■ EXERCISE BRIEF
Starting with the first line and going on through the line with "[13, 1], [10, 7]]", write the lines out again with "wooden plank" replaced by "timber board" and nothing else changed. Leave out the pictures.

■ GIVEN RECORDS
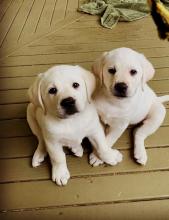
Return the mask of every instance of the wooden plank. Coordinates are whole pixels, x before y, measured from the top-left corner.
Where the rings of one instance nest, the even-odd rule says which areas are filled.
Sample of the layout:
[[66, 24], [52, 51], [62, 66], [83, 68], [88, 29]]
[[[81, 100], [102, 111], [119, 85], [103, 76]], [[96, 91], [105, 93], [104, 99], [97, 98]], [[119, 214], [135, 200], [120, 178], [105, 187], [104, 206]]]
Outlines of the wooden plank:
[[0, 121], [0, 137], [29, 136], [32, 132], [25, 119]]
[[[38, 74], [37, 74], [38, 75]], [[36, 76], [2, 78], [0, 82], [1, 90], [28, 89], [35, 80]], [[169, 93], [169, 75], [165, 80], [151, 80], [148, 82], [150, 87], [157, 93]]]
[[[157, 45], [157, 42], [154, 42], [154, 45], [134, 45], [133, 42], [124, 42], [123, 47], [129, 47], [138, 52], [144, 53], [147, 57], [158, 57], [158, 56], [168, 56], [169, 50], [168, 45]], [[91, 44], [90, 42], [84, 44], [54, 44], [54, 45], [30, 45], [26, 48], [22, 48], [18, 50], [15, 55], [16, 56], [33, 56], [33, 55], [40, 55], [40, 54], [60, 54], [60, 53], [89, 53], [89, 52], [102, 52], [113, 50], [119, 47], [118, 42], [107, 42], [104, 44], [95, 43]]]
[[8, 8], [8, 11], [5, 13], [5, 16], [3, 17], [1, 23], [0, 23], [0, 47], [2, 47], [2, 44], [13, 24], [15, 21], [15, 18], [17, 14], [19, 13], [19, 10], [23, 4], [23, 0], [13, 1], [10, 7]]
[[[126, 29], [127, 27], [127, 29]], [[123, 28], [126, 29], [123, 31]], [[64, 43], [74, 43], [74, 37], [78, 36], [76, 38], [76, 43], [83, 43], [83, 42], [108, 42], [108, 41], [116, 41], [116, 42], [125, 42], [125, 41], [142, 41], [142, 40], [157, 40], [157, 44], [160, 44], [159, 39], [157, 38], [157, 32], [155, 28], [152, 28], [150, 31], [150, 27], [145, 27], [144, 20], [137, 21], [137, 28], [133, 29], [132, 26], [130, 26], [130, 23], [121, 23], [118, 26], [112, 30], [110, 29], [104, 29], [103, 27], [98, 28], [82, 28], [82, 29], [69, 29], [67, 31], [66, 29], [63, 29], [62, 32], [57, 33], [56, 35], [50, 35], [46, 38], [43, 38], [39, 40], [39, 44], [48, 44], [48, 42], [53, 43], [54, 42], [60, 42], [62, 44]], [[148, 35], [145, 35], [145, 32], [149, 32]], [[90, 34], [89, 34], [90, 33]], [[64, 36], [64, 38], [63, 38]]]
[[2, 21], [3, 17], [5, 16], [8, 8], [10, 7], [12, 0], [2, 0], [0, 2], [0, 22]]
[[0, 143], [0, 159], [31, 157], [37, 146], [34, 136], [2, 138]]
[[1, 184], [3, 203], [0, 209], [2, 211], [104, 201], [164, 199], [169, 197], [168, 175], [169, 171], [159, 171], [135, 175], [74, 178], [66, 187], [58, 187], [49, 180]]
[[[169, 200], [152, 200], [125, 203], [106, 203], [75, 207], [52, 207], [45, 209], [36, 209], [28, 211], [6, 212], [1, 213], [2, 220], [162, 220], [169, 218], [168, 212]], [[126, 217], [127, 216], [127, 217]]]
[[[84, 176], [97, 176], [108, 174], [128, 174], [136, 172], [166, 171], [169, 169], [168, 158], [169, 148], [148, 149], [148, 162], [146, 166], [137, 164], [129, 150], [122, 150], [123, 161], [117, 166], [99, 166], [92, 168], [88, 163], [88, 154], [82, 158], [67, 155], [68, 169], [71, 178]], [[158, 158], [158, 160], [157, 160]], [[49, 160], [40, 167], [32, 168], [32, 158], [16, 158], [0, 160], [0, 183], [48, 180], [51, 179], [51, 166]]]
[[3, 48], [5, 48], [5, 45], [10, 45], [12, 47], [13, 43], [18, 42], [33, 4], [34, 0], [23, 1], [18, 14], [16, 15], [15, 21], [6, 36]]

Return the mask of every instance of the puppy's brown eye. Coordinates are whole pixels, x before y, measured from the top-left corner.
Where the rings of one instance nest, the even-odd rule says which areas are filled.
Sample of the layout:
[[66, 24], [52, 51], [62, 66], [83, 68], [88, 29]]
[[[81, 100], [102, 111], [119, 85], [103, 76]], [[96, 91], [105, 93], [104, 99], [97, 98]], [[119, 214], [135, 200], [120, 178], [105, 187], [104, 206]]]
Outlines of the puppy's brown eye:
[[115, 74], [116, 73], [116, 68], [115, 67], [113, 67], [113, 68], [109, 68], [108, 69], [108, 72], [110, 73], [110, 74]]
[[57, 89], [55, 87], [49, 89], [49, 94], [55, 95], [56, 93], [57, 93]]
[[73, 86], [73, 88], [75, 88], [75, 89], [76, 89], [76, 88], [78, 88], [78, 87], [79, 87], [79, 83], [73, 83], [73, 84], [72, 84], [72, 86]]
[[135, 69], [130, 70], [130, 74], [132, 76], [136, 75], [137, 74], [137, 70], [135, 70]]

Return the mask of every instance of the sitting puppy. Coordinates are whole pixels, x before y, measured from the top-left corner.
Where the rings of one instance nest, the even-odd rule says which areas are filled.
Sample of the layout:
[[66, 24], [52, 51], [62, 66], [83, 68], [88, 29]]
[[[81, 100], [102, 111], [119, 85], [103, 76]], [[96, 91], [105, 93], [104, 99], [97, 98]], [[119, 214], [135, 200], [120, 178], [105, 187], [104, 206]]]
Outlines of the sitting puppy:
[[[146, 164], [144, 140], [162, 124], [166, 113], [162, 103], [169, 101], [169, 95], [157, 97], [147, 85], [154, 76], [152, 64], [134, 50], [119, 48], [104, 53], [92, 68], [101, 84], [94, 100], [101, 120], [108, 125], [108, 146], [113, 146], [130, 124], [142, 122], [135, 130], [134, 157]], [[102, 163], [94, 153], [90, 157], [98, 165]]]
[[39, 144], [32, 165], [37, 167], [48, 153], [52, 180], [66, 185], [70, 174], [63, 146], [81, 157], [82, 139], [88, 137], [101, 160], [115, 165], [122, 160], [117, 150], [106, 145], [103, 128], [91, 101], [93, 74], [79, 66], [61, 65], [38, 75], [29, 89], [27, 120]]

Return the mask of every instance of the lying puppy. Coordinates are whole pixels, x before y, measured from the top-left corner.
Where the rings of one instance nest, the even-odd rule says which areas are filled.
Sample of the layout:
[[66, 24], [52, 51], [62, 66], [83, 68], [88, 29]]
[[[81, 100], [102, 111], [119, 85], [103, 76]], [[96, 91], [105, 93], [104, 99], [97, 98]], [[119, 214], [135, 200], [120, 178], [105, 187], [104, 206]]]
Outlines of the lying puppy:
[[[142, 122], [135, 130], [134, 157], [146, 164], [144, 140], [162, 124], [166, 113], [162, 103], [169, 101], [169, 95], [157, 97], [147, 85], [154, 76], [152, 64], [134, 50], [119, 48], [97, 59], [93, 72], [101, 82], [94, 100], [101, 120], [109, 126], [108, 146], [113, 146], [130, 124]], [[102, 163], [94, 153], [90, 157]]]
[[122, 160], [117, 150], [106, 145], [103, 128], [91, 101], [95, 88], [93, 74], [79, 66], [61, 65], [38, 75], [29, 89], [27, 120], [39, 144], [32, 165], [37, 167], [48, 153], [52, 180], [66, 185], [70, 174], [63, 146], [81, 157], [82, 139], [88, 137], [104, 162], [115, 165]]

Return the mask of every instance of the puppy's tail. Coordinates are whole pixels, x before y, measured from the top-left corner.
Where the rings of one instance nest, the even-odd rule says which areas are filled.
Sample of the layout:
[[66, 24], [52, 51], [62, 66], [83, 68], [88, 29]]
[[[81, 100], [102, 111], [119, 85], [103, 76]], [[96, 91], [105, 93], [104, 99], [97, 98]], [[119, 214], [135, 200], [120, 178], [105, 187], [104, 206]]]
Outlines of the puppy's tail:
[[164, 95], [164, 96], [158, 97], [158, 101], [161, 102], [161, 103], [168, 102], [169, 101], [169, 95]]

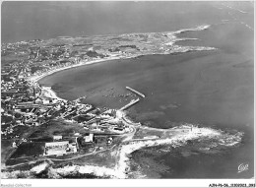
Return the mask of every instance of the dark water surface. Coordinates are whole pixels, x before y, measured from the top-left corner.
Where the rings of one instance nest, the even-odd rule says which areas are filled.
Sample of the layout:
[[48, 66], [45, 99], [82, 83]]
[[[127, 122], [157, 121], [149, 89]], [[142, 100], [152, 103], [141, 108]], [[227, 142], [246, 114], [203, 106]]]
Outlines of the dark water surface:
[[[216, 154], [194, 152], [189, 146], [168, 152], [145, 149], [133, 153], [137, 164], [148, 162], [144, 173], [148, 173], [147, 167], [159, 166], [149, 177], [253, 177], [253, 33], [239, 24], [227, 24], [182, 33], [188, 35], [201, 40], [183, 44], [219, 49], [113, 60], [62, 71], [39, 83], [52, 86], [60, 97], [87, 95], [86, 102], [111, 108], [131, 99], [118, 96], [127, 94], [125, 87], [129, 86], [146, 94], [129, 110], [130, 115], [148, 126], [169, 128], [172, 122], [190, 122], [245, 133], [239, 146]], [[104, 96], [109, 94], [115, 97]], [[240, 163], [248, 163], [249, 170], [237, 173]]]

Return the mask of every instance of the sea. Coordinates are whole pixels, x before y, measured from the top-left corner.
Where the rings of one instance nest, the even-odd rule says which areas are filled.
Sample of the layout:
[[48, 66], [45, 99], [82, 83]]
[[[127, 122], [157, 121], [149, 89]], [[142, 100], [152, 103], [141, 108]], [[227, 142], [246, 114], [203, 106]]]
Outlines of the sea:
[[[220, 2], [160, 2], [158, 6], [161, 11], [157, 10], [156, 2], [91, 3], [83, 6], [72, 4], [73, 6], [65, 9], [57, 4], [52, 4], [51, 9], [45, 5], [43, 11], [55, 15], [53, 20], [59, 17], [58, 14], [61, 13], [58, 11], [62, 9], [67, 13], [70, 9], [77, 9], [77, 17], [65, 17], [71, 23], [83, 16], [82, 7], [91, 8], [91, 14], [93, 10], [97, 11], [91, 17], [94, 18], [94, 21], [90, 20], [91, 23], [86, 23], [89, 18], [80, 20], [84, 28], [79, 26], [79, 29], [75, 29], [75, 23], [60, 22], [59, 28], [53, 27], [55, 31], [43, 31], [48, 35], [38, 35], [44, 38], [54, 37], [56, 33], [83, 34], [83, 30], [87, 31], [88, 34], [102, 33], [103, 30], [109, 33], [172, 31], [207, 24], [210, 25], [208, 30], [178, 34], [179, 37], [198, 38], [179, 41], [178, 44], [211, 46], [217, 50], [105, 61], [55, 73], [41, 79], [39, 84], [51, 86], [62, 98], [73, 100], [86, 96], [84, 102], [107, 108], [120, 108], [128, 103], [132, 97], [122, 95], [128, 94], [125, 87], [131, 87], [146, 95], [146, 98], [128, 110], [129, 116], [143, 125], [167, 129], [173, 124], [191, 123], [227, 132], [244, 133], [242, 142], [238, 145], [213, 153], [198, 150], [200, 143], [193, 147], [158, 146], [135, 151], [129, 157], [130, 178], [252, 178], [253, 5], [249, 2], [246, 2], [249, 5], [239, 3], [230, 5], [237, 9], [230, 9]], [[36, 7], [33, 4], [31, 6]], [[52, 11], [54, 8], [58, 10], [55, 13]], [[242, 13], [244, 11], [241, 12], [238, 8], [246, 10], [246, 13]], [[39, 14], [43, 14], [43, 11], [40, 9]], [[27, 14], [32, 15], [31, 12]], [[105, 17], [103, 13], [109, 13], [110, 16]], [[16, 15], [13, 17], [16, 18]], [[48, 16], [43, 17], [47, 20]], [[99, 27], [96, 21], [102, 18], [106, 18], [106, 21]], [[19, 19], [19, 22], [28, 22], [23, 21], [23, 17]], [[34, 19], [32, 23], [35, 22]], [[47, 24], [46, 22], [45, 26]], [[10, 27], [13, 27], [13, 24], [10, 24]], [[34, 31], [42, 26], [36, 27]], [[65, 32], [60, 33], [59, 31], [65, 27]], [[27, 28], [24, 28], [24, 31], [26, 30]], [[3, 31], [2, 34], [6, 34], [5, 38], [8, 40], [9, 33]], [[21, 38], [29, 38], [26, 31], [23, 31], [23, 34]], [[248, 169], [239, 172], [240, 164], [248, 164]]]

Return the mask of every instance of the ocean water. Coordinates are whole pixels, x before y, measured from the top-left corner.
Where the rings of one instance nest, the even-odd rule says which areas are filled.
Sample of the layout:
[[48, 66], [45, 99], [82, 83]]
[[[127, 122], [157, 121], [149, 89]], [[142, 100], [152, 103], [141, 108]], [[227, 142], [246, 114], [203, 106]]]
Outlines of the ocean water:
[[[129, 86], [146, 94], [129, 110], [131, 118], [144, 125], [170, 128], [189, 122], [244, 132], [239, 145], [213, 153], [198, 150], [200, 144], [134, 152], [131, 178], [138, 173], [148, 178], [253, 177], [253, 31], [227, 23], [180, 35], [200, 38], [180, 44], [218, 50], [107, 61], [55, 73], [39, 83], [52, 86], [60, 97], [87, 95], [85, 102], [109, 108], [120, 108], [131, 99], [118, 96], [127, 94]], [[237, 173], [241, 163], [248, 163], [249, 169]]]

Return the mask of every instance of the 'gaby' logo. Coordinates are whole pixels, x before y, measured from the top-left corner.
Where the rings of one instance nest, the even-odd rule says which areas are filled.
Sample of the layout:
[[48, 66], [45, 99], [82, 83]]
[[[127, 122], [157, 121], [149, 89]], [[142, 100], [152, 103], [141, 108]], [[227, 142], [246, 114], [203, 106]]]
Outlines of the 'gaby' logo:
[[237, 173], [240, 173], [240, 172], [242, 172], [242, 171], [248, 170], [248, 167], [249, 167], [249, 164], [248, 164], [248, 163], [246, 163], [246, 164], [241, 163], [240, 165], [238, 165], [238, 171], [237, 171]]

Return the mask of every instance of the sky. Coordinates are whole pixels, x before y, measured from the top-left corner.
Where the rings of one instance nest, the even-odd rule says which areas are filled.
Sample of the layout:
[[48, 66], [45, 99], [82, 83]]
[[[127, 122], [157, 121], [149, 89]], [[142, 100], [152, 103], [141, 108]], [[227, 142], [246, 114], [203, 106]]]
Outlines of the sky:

■ EXPECTED OUTPUT
Return the mask of every instance of the timber board. Coordinates are whole pixels, x before y, measured from the top-left corner.
Where the rings of one instance nest, the even-odd rule says which areas are filled.
Sample of the layout:
[[66, 24], [52, 51], [62, 66], [83, 68], [88, 29]]
[[[81, 100], [102, 111], [119, 85], [103, 76]], [[96, 91], [105, 93], [104, 99], [97, 98]], [[119, 214], [135, 200], [120, 178], [105, 187], [104, 206]]]
Outlines of the timber board:
[[0, 121], [0, 137], [29, 136], [32, 132], [25, 119]]
[[[38, 74], [37, 74], [38, 75]], [[36, 76], [2, 78], [0, 82], [1, 90], [28, 89], [35, 80]], [[169, 93], [169, 75], [165, 80], [151, 80], [148, 82], [150, 87], [157, 93]]]
[[[157, 45], [157, 42], [154, 42], [154, 45], [134, 45], [133, 42], [124, 42], [123, 47], [129, 47], [138, 52], [144, 53], [147, 57], [158, 57], [158, 56], [168, 56], [169, 50], [168, 45]], [[91, 44], [90, 42], [84, 44], [54, 44], [54, 45], [30, 45], [26, 48], [22, 48], [18, 50], [15, 55], [16, 56], [33, 56], [33, 55], [40, 55], [40, 54], [60, 54], [60, 53], [89, 53], [89, 52], [102, 52], [113, 50], [119, 47], [118, 42], [107, 42], [104, 44], [95, 43]]]
[[8, 8], [8, 11], [5, 13], [5, 16], [3, 17], [1, 23], [0, 23], [0, 47], [2, 47], [2, 44], [13, 24], [15, 21], [15, 18], [17, 14], [19, 13], [19, 10], [23, 4], [23, 0], [13, 1], [10, 7]]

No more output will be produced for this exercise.